§ EXTRACTED ENTRIES

┌────────

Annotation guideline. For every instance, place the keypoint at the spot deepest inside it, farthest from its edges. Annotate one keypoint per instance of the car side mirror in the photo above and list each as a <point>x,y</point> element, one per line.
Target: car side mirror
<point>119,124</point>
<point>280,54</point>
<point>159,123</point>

└────────

§ OBJECTIVE
Reproduce every one of the rows above in full, including the requests, and multiply each point coordinate in the answers by 1.2, rounding to the nearest whole number with halves rounded up. Leave every number in the requests and their format samples unchanged.

§ WRITTEN SOLUTION
Annotation guideline. For every instance, place the keypoint at the spot deepest inside it, farthest from its edges. Annotate one keypoint per instance of the car side mirror in the photo above and list each as a <point>x,y</point> element, one per line.
Target: car side mirror
<point>143,149</point>
<point>336,65</point>
<point>191,148</point>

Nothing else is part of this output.